### TASK TO CARRY OUT
Pick out every line in the records below that contains the word "goal", and copy each of those lines. Case counts, so match only lines where the word has exactly that capitalization.

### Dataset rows
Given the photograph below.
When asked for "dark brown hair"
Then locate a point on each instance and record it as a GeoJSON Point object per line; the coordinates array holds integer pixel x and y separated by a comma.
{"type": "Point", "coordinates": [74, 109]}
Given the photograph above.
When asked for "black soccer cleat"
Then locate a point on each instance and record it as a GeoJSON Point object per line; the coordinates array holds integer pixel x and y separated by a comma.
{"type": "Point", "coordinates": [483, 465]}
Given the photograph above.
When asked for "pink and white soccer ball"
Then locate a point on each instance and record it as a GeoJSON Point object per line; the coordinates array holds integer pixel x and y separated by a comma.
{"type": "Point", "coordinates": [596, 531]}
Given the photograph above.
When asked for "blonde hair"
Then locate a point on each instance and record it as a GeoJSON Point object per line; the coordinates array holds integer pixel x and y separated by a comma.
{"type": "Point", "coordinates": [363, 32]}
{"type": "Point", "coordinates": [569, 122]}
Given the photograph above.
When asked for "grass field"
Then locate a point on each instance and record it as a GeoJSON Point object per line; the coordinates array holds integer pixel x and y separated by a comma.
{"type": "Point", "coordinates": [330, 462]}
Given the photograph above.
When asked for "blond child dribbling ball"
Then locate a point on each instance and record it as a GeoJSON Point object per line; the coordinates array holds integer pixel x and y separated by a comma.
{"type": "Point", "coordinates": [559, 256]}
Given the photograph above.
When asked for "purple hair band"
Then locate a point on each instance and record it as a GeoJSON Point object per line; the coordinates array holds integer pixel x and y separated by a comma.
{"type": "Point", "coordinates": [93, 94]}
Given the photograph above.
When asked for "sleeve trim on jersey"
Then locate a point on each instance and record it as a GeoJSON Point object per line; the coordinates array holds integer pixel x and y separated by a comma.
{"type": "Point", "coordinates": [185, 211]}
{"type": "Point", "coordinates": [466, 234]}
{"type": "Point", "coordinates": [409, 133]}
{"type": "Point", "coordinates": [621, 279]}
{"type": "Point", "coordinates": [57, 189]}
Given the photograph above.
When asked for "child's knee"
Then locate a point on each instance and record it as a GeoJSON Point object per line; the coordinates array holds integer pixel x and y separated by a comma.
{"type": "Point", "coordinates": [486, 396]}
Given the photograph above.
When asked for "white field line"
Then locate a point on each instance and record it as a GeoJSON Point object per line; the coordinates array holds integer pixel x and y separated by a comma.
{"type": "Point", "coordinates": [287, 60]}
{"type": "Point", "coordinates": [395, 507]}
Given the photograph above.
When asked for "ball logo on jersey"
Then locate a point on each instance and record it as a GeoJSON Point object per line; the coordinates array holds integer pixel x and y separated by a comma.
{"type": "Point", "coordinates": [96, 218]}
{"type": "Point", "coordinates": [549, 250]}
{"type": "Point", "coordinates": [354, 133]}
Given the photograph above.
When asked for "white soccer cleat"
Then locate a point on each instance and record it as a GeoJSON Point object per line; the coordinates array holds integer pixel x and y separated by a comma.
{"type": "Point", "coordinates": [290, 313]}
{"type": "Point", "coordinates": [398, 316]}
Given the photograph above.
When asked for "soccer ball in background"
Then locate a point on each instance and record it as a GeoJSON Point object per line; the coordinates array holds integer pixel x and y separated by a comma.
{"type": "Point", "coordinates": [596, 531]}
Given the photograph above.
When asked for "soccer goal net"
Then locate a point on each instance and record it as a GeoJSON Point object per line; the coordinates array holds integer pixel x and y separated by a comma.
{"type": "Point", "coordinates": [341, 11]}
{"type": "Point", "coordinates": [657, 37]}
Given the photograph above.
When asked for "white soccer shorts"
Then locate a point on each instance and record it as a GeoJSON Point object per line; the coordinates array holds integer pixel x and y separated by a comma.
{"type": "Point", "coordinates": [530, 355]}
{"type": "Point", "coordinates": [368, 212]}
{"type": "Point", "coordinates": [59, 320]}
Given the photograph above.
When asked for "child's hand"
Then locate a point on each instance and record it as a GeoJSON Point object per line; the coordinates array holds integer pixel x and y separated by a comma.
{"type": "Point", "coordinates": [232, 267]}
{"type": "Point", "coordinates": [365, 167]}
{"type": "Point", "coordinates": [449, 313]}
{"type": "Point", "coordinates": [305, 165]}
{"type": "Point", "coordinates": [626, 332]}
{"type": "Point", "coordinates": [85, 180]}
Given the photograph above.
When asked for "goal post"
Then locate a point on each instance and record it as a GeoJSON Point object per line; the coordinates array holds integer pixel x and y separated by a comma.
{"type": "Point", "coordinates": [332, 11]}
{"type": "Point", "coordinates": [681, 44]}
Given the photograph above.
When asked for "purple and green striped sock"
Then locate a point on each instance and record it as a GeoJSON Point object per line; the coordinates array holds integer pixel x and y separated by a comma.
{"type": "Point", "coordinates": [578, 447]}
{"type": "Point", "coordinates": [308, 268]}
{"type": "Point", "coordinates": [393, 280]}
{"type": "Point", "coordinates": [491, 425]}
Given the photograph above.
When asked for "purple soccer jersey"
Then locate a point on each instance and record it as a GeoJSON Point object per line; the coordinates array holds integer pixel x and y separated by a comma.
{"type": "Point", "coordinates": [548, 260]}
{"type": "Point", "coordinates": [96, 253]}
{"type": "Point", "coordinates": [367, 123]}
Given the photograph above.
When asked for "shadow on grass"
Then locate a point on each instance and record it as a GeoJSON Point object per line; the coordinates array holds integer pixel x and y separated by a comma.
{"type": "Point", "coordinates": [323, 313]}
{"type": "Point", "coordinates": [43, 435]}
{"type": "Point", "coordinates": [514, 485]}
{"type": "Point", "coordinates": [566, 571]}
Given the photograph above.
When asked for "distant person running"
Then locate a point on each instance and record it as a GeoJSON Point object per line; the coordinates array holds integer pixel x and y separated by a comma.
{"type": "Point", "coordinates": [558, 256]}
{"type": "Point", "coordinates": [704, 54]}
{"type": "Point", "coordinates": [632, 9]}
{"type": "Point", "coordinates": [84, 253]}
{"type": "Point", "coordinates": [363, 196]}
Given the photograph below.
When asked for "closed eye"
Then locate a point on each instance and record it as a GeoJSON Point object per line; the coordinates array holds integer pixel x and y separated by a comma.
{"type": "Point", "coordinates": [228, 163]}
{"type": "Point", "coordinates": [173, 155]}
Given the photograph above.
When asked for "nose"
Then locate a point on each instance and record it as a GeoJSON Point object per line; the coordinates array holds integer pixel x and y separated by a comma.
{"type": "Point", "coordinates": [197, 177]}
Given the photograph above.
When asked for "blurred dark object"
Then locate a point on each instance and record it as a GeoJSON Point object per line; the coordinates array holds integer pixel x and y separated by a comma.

### EXERCISE ANSWER
When asked for "soccer goal net"
When asked for "goal post"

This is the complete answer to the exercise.